2. The cleansing device according to claim 1 , further comprising a motor disposed within the body configured to move the piston in the reciprocating manner.
3. The cleansing device according to claim 2 , further comprising a cam coupled to the motor and a cam follower coupled to the piston, where rotation of the cam causes the cam follower and the piston to move in the reciprocating manner.
4. The cleansing device according to claim 1 , further comprising a covering configured to cover the contact surface, wherein the covering includes a cleansing agent, wherein the pumping action forces the cleansing agent into and out of the pores of the cleansable surface.
5. The cleansing device according to claim 4 , wherein the covering includes hollow cellular structures to retain cleansing fluids or cleansing compounds, wherein the hollow cellular structures align with a direction of movement of the piston.
6. The cleansing device according to claim 1 , wherein the head is removably coupled to the body.
7. The cleansing device according to claim 1 , wherein the contact surface comprises a flexible material, and the contact surface is configured to conform to a shape of the cleansable surface.
8. The cleansing device according to claim 1 , wherein the head further comprises an illumination element configured to emit light.
9. The cleansing device according to claim 1 , further comprising:
a controller arranged within the body; and
a force sensor assembly configured to indicate to the controller an amount of force applied to the contact surface.
10. The cleansing device according to claim 9 , wherein when the amount of force exceeds a predetermined threshold, the controller causes the piston to cease movement.
11. A cleansing device comprising:
a body that defines a handle;
a head mechanically coupled to the body;
an applicator arranged on a top of the head, wherein the applicator includes an application surface and a back surface, and defines a plurality of openings;
a membrane disposed within the head and against the back surface of the applicator, wherein the membrane includes a top side configured to abut a backside of the applicator and a bottom side that defines a plurality of dimples, wherein the plurality of dimples are configured to align with the plurality of openings of the applicator; and
a rotor arranged within the head and below the membrane, wherein the rotor includes one or more arms that extend in a radial direction parallel to the membrane, and the one or more arms are configured to rotate below the membrane and press against the dimples during rotation to cyclically move regions of the membrane proximate the dimples in and out of the plurality of openings to create a pumping action within the plurality of openings to draw contaminates away from pores of a cleansable surface that abuts the application surface of the applicator.

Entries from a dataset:
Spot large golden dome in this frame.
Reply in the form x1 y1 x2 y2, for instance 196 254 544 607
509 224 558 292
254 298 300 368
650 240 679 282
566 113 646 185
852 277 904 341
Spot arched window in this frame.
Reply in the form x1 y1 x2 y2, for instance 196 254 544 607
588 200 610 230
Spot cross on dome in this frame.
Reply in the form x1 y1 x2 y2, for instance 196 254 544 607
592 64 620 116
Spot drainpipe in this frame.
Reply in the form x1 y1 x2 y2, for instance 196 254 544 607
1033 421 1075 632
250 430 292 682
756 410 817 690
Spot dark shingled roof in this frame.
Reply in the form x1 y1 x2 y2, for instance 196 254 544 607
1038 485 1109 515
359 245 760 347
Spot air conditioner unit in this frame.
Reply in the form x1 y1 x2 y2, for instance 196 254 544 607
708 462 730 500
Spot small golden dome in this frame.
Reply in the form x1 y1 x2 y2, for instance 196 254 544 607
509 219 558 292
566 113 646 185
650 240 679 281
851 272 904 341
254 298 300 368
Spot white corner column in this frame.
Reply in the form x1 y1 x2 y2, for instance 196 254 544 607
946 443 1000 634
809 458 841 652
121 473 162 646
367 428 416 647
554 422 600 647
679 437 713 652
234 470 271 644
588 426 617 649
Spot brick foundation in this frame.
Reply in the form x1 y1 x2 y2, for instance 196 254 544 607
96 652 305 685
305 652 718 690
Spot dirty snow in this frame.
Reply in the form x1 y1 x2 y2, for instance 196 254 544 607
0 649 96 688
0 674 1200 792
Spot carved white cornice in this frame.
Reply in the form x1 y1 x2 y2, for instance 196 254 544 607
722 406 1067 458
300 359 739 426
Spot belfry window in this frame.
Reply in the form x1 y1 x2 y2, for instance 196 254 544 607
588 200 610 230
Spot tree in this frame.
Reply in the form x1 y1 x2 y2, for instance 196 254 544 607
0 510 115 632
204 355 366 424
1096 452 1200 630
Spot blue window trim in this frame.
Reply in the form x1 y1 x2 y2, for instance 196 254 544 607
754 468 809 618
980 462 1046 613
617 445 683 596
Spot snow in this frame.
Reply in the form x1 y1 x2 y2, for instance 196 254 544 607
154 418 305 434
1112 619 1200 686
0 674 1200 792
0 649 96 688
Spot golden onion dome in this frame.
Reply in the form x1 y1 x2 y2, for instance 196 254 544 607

→ **Parts of the exercise**
[a] According to the cleansing device claims, what does the controller do when the amount of force applied to the contact surface exceeds a predetermined threshold?
[b] Rewrite the paragraph of the cleansing device claims beginning "a rotor arranged within the head" more briefly, keeping its main facts.
[c] Print the part of the cleansing device claims that begins at the words "7. The cleansing" and stops after "the contact surface.".

→ **Answers in order**
[a] The controller causes the piston to cease movement.

[b] A rotor inside the head sits below the membrane. Its one or more arms extend radially, parallel to the membrane, and rotate beneath it, pressing against the dimples. This cyclically moves the membrane regions near the dimples in and out of the applicator's openings. The result is a pumping action that draws contaminates away from the pores of a cleansable surface touching the application surface.

[c]
7. The cleansing device according to claim 1 , wherein the contact surface comprises a flexible material, and the contact surface is configured to conform to a shape of the cleansable surface.
8. The cleansing device according to claim 1 , wherein the head further comprises an illumination element configured to emit light.
9. The cleansing device according to claim 1 , further comprising:
a controller arranged within the body; and
a force sensor assembly configured to indicate to the controller an amount of force applied to the contact surface.